*** DATASET EXTRACT Section Begins ***

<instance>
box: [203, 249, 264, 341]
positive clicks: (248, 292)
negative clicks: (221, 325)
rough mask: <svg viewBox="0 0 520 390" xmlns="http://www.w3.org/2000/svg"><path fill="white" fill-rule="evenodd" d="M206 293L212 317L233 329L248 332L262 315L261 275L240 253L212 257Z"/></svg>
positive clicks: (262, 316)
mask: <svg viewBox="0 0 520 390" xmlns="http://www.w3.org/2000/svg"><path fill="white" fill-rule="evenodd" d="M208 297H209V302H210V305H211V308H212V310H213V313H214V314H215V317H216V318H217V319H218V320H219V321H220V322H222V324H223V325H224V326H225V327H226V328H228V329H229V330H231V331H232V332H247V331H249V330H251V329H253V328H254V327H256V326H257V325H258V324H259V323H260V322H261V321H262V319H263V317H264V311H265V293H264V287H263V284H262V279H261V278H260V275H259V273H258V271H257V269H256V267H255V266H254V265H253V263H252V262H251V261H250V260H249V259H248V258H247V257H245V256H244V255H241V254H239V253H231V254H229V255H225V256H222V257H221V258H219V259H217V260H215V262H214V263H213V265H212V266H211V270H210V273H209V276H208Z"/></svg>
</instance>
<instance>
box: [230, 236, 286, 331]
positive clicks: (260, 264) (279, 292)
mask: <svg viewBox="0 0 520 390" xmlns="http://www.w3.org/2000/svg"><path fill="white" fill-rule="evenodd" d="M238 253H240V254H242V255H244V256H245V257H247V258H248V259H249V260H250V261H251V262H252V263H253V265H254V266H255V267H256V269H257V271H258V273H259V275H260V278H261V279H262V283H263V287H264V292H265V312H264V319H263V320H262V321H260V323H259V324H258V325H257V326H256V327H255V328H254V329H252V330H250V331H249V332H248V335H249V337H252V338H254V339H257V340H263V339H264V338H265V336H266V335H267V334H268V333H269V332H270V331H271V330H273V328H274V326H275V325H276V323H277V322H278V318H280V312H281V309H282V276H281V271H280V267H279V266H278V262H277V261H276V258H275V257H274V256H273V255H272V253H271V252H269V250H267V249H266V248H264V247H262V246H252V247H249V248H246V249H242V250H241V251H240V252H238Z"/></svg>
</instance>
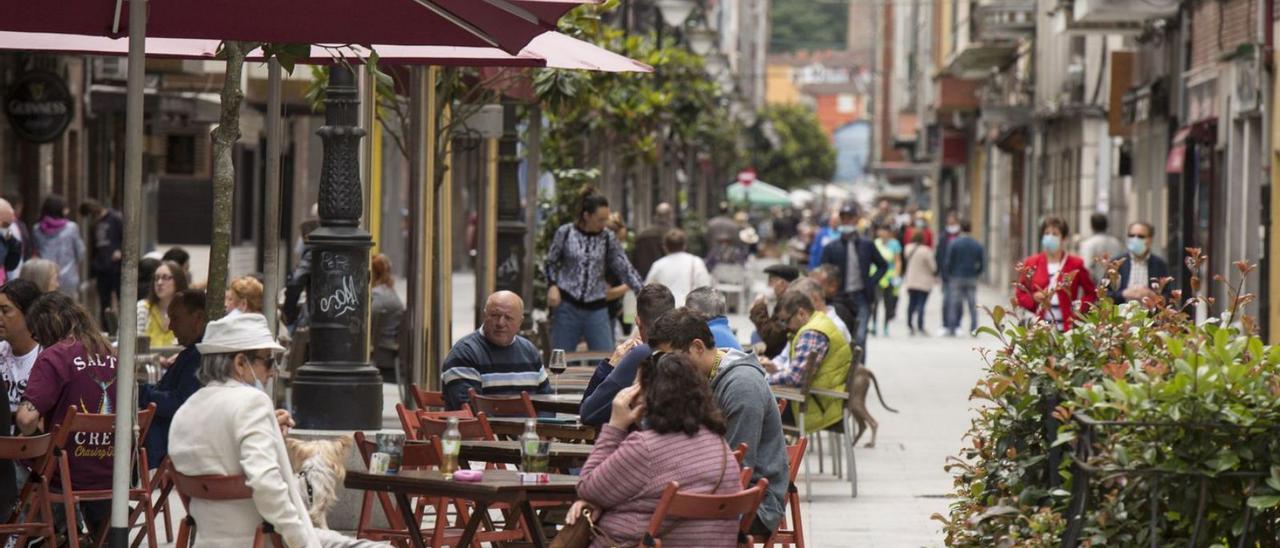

*** DATASET EXTRACT Section Ends ***

Reproduce exactly, please, only the lines from the start of the data above to the line that contains "rough mask: <svg", with both ends kept.

<instance>
box: [203, 249, 264, 341]
positive clicks: (248, 292)
negative clicks: (221, 325)
rough mask: <svg viewBox="0 0 520 390" xmlns="http://www.w3.org/2000/svg"><path fill="white" fill-rule="evenodd" d="M206 293L212 317L233 329L248 332L262 315L261 275L240 253L212 257Z"/></svg>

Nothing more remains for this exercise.